▶ [PASSAGE SHOWN]:
================

Many have reinterpreted A Nightmare on Elm Street Part 2: Freddy’s Revenge as a gay parabola on account of its lead actor’s sexuality (which does colour his performance) and the prominent bromance between Jesse and Grady (Robert Rusler). Indeed, you might kill yourself if you take a shot after every instance of unintentional homoeroticism: “He’s inside me, and he wants to take me again!” Screenwriter David Chaskin has even admitted that he’d intended this reading all along, though I find his claim dubious, given that the climax rests entirely on our hero’s heterosexual love interest. Really, the movie works either way, and I find comfort in the notion that a teenager’s sexual awakening can be treated in the same manner regardless of orientation.
You see, I care about these kids, which may constitute the greatest achievement of A Nightmare on Elm Street Part 2: Freddy’s Revenge. I like, for instance, that what starts out as a clichéd bullying rapport between Jesse and Grady becomes the basis for a genuine friendship, once the former shows he can both stand up for himself and take a joke. Also of note is the fact that Lisa proves more sexually aggressive than her beau, a dynamic often true of real life if perhaps not Hollywood pictures. These characters have genuine personalities beyond the usual slasher archetypes, which makes it all the more tragic when Freddy inevitably guts a third of the cast.
It’s worth noting that A Nightmare on Elm Street Part 2: Freddy’s Revenge features the lowest body count in the series, unless you factor in Lisa’s pool party, wherein the titular ghoul slashes his way through a bunch of extras while flaming hot dogs spontaneously explode on each other (drink up). Truth be told, a lot of the scares fall flat, despite makeup artist Kevin Yagher doing a terrific job on Freddy’s imposing new design. For every fantastic set piece such as our villain crawling out of Jesse’s chest, we get a dud like the family canary flying out in a frenzy and catching fire. I suppose I’d be horrified if I worked in a coal mine.

================

▶ [STORED DATA]:
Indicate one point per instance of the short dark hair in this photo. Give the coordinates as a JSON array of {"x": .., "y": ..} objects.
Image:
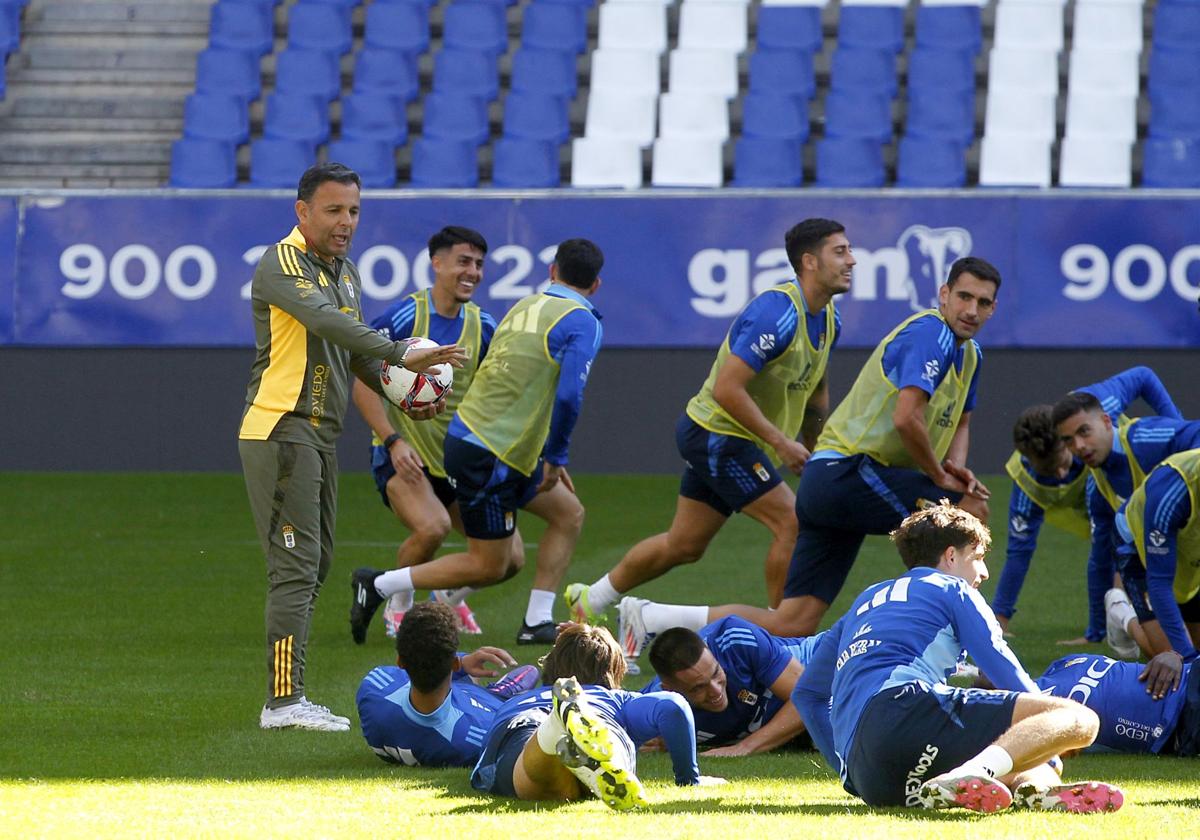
[
  {"x": 588, "y": 653},
  {"x": 579, "y": 262},
  {"x": 318, "y": 173},
  {"x": 676, "y": 649},
  {"x": 807, "y": 238},
  {"x": 924, "y": 537},
  {"x": 979, "y": 268},
  {"x": 1033, "y": 432},
  {"x": 1072, "y": 405},
  {"x": 427, "y": 642},
  {"x": 451, "y": 235}
]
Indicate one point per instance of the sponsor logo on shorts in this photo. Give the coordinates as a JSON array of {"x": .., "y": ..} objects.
[{"x": 916, "y": 777}]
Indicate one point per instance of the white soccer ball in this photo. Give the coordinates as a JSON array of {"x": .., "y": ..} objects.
[{"x": 415, "y": 390}]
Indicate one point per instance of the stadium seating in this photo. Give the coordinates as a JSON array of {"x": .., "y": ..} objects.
[
  {"x": 1171, "y": 163},
  {"x": 766, "y": 162},
  {"x": 850, "y": 162},
  {"x": 373, "y": 160},
  {"x": 276, "y": 162},
  {"x": 439, "y": 163},
  {"x": 523, "y": 163},
  {"x": 198, "y": 163},
  {"x": 216, "y": 117},
  {"x": 930, "y": 162}
]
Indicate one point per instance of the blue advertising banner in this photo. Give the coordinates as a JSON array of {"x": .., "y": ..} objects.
[{"x": 174, "y": 269}]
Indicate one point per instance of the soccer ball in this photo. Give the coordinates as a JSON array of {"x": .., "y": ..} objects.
[{"x": 415, "y": 390}]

================

▶ [REQUIRED WORK]:
In the review of Freddy's Revenge, which makeup artist is credited with Freddy's new design? The rows have no connection to the review of Freddy's Revenge.

▶ [YOUR SOLUTION]:
Kevin Yagher